--- Work request 1 ---
Rewrite the stretch of the article on OpenAI Gym from "Earlier this week, OpenAI, the" through "artificial intelligence programs.", replacing "benchmarking tool" with "testing tool".
--- Work request 2 ---
According to the article on OpenAI Gym, in what month was OpenAI launched?
--- Work request 3 ---
Pick up the article on OpenAI Gym after its final sentence and keep writing.
*** Extract ***
Earlier this week, OpenAI, the nonprofit research group with billion-dollar backing from Elon Musk and other tech luminaries, launched its first program. It’s called OpenAI Gym, and it’s meant to be used as a benchmarking tool for artificial intelligence programs.
Musk once said he thought truly artificial intelligent agents could be more harmful to the human race than nuclear weapons. When OpenAI was launched in December, its stated goal was to “advance digital intelligence in the way that is most likely to benefit humanity as a whole, unconstrained by a need to generate financial return.” Which sounds a lot like an AI version of Google’s long-held mantra: “Don’t be evil.”
OpenAI Gym is meant to standardize testing for AI systems: If everyone is using the same benchmark tests, there shouldn’t be any sort of unintended consequences, like the destruction of the human race, or AI programs achieving the singularity and leaving us to go do their own thing on the Internet.
The group has some of the most well-respected minds in the field working on its “gym,” including former Google AI researcher Ilya Sutskever, Stripe’s former technical officer Greg Brockton, and computer scientists Andrej Karpathy, and Wojciech Zaremba, who has worked on Google and Facebook’s AI research programs.
*** End of Extract ***
*** Exercise data ***
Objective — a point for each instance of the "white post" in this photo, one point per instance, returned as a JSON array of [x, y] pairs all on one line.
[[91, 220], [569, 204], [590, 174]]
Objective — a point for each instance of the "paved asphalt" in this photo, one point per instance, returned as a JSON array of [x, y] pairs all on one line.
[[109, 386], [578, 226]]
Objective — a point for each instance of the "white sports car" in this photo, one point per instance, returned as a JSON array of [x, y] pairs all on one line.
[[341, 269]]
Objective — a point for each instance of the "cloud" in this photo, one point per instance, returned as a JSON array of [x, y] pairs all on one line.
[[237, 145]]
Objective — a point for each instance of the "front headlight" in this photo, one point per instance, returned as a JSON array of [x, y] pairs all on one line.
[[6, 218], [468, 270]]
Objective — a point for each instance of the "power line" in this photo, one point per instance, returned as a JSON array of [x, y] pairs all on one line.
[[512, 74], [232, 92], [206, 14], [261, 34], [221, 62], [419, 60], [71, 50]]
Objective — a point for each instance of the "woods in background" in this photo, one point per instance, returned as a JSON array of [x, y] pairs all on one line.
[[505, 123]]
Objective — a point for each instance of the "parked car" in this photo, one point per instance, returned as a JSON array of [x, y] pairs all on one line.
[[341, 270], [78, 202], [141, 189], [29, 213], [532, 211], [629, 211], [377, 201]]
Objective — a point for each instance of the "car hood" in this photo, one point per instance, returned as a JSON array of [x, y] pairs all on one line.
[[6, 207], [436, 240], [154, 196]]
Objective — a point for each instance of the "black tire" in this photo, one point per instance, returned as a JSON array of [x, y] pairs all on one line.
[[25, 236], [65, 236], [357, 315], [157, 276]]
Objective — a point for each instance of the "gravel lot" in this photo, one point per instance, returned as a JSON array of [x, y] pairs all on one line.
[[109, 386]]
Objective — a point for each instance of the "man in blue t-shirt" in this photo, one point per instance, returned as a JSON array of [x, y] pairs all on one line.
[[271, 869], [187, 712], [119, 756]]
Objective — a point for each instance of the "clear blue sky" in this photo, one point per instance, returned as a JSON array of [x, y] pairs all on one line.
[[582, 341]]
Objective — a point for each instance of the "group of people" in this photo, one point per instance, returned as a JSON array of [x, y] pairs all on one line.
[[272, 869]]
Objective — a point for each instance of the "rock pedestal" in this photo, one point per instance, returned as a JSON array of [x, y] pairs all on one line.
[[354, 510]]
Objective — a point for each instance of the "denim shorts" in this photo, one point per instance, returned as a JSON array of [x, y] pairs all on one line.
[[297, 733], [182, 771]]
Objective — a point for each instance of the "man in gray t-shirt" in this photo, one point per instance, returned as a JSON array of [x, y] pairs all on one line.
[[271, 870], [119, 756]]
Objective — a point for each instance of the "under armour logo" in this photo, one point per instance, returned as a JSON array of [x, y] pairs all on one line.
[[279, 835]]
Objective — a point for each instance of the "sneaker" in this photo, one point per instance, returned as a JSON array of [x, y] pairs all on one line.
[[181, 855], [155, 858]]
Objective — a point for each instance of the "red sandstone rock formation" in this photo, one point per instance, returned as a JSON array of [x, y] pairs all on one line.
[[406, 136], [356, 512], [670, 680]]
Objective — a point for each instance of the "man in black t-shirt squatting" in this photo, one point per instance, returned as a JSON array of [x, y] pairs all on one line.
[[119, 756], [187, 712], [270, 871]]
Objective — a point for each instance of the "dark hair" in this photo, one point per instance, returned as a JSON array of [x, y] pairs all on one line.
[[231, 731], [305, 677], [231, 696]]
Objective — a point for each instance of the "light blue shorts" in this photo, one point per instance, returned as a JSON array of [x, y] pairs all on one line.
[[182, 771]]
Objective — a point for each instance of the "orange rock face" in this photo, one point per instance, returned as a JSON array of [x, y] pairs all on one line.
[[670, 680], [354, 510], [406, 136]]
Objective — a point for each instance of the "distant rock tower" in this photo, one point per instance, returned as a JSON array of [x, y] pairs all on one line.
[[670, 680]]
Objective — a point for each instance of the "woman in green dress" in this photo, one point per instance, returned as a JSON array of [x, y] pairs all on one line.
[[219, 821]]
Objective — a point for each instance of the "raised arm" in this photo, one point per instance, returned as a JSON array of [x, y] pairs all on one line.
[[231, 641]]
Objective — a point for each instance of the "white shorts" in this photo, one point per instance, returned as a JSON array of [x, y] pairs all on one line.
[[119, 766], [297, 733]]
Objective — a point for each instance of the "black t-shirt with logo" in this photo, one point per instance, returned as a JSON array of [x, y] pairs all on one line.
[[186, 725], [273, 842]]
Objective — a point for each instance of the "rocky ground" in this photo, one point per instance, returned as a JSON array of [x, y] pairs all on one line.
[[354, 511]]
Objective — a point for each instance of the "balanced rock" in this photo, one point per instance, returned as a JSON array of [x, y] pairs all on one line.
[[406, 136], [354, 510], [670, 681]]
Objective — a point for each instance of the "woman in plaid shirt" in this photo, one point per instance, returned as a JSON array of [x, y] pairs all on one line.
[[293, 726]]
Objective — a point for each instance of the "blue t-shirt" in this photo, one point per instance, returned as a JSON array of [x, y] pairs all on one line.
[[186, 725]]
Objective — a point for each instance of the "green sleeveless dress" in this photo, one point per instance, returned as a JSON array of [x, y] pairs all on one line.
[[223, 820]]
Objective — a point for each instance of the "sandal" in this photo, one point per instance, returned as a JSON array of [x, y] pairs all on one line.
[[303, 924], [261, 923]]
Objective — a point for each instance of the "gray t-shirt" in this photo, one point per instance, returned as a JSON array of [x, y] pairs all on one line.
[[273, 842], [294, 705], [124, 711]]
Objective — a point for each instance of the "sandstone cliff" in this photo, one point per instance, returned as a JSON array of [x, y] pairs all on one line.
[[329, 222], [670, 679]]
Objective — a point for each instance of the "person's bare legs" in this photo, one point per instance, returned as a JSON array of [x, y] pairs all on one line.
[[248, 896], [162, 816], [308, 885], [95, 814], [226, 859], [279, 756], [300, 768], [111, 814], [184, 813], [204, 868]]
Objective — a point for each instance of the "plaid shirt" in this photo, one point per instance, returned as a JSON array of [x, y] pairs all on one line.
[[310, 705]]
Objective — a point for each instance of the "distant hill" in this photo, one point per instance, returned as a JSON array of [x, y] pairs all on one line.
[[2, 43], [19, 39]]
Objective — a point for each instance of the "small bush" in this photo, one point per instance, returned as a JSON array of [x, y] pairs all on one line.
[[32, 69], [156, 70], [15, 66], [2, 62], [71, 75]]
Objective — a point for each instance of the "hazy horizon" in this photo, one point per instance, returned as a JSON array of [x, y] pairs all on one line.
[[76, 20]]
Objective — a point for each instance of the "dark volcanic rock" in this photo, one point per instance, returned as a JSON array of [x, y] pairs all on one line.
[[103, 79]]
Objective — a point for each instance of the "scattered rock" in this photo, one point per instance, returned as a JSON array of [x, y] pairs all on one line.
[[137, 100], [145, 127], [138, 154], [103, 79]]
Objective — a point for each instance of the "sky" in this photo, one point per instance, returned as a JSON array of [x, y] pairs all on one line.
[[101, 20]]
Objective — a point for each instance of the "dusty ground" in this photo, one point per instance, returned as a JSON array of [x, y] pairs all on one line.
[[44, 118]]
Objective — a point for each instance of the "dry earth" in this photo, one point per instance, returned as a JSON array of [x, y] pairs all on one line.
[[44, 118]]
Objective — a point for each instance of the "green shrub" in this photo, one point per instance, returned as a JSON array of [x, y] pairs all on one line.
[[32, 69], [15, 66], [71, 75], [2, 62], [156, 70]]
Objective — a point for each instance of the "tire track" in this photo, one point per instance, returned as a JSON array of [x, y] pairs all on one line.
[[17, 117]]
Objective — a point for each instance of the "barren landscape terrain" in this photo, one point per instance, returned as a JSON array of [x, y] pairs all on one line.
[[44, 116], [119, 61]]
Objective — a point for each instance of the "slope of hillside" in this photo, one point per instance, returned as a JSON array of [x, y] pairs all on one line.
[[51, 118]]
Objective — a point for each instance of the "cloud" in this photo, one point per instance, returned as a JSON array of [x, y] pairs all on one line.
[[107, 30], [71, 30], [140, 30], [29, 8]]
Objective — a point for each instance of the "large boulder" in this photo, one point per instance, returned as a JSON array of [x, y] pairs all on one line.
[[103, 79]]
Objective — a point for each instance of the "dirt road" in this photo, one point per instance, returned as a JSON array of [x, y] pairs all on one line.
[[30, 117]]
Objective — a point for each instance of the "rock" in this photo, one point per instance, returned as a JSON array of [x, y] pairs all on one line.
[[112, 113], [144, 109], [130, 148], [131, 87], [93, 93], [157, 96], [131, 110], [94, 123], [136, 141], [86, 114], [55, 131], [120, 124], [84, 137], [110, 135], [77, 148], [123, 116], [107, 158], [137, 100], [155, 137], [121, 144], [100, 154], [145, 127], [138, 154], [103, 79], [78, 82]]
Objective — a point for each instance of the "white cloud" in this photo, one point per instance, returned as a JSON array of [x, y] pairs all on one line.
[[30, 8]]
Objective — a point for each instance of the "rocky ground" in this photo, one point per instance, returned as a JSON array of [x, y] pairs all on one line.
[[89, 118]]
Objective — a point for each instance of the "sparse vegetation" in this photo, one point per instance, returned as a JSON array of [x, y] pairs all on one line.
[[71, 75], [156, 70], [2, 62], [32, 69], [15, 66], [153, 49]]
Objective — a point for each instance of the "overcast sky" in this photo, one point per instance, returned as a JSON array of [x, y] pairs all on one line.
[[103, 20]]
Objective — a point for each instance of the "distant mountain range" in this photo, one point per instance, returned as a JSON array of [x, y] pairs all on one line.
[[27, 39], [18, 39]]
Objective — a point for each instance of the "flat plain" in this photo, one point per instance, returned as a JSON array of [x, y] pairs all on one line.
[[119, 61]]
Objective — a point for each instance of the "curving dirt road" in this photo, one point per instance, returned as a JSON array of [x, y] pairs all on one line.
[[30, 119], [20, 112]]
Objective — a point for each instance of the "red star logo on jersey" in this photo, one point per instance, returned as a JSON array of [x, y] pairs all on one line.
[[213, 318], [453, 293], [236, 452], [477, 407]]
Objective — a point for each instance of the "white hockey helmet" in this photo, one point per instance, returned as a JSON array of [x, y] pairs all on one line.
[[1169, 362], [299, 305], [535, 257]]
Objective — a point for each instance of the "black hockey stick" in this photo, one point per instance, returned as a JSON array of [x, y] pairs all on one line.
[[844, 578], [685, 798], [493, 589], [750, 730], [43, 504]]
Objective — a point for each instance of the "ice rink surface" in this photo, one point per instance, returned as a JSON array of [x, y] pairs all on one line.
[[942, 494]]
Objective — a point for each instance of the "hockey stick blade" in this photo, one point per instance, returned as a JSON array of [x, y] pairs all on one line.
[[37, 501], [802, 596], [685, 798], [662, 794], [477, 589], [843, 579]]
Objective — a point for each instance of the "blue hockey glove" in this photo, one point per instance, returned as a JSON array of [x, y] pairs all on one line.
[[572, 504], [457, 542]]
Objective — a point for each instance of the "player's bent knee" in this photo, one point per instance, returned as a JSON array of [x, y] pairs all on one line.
*** End of Exercise data ***
--- Your response 1 ---
Earlier this week, OpenAI, the nonprofit research group with billion-dollar backing from Elon Musk and other tech luminaries, launched its first program. It’s called OpenAI Gym, and it’s meant to be used as a testing tool for artificial intelligence programs.

--- Your response 2 ---
December

--- Your response 3 ---
The software works as a “gym” by being not just one test. Researchers submitting their programs will run their code through a range of different scenarios to see how it holds up. According to OpenAI’s blog post, programs in its gym can play classic Atari games like Pong and the board game Go—both of which Google’s AI research divisions have been tackling for a few years—control a robot walking in 2-D and 3-D environments, and compute equations from examples (rather than being told the mathematical rules), among other tasks. Theoretically, researchers can then see how their programs did, and publish their benchmarks for others to see.
Despite decades of talk and research, AI has yet to become generally useful. In most cases, ranging from IBM’s Deep Blue computer beating Garry Kasparov at chess to those robots that aren’t very good at playing soccer, programs and bots have been trained extensively on data that has allowed them to be very good at completing one task. While they may be superhuman at what they were programmed for, if you played Deep Blue in checkers, you’d win. Getting programs or robots or chatbots or self-driving cars to adapt to new situations is far more difficult.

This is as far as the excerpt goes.